Is nuclear fusion the answer to the world energy crisis? It might be the only future hope to power our planet.

I’VE ALMOST FULLY switched to energy-saving light bulbs, or at least I use them in all the lamps that I can get by on with a jaundiced low energy glow. I worry about food miles and adjust my shopping list to reflect them. I’m totally on board with recycling and if I get on a plane, I worry that I am possibly killing a penguin. And yet, increasingly, I feel like I’m part of some useless tokenistic game.

Most of the things we have been told to do – like recycling, being mindful of food air miles and travelling less – might make us feel better, but they don’t make much difference to the planet. Having a green lifestyle is a trivial gesture. Meanwhile, experts are increasingly saying that global warming has passed the tipping point. Ice in the western Antarctic is melting at an unstoppable pace. A study published in the journal Science found that Thwaites Glacier’s collapse could increase global sea levels by almost two feet. The study author Ian Joughin, a glaciologist at the University of Washington, said the process could now take as little as 200 years.

British scientist James Lovelock constantly argues that for the midterm, there is no alternative to nuclear power. In The Revenge of Gaia, he writes; “If Kyoto had been influenced more by the pragmatism of scientists and engineers and less by romantic idealism, we might soon have harvested fusion energy.” He also compares so called eco-warriors as like passengers on a transatlantic jet who ask the pilot to turn off the engines midway through the flight so that they can glide down without causing any further environmental damage.

The problems with ‘green’ energy

Harnessing wind, solar or tidal power is either too expensive, too unreliable or too damaging to our countryside. Large-scale hydroelectric power plants destroy habitats and disturbs fish migration. Wind farms blot beautiful wildernesses while killing bird and bat species. Hydroelectric systems are able to make only a marginal contribution. Solar panels can damage historic buildings and overly-insulated homes and offices can cause problems like sick building syndrome. And these methods will slow economic growth while billions of people in the developing world remain energy-starved. We’re never going to get enough power from them to sustain a society like ours.

### Set problem 1
Summarize the article on nuclear fusion and the energy crisis in two sentences.
### Set problem 2
Quote the lines of the entries starting at their first line and ending at the line that contains "241 145 L 241", both included.
The article and the entries are unrelated to each other.

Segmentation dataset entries

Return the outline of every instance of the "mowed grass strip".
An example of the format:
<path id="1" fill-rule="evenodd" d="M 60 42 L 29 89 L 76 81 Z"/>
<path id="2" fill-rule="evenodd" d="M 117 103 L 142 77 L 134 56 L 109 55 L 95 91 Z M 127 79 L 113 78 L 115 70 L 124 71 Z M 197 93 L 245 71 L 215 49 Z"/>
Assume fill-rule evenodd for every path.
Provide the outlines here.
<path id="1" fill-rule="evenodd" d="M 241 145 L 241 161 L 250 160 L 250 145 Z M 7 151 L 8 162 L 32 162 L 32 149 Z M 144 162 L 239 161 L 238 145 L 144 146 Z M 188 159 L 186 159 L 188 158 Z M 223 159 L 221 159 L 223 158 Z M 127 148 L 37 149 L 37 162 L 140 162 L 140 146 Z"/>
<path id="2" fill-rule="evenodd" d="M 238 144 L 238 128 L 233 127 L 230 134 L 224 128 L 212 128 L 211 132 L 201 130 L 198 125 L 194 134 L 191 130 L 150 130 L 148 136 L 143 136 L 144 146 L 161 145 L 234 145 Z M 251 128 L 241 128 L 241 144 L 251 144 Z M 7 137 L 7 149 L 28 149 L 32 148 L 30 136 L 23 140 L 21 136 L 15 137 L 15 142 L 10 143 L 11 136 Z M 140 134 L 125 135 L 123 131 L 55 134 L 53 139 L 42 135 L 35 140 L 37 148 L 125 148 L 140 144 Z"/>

### Answer 1
The writer describes adopting green habits such as energy-saving bulbs and recycling, yet argues that these lifestyle changes make little difference while experts warn that global warming has passed the tipping point and Antarctic ice is melting at an unstoppable pace. Drawing on James Lovelock's view that there is no alternative to nuclear power in the midterm, it contends that wind, solar, tidal and hydroelectric power are too expensive, too unreliable or too damaging to sustain a society like ours.

### Answer 2
Return the outline of every instance of the "mowed grass strip".
An example of the format:
<path id="1" fill-rule="evenodd" d="M 60 42 L 29 89 L 76 81 Z"/>
<path id="2" fill-rule="evenodd" d="M 117 103 L 142 77 L 134 56 L 109 55 L 95 91 Z M 127 79 L 113 78 L 115 70 L 124 71 Z M 197 93 L 245 71 L 215 49 Z"/>
Assume fill-rule evenodd for every path.
Provide the outlines here.
<path id="1" fill-rule="evenodd" d="M 241 145 L 241 161 L 250 160 L 250 145 Z M 7 151 L 8 162 L 32 162 L 32 149 Z M 144 162 L 239 161 L 238 145 L 144 146 Z M 188 159 L 186 159 L 188 158 Z M 223 159 L 221 159 L 223 158 Z M 127 148 L 37 149 L 37 162 L 140 162 L 140 146 Z"/>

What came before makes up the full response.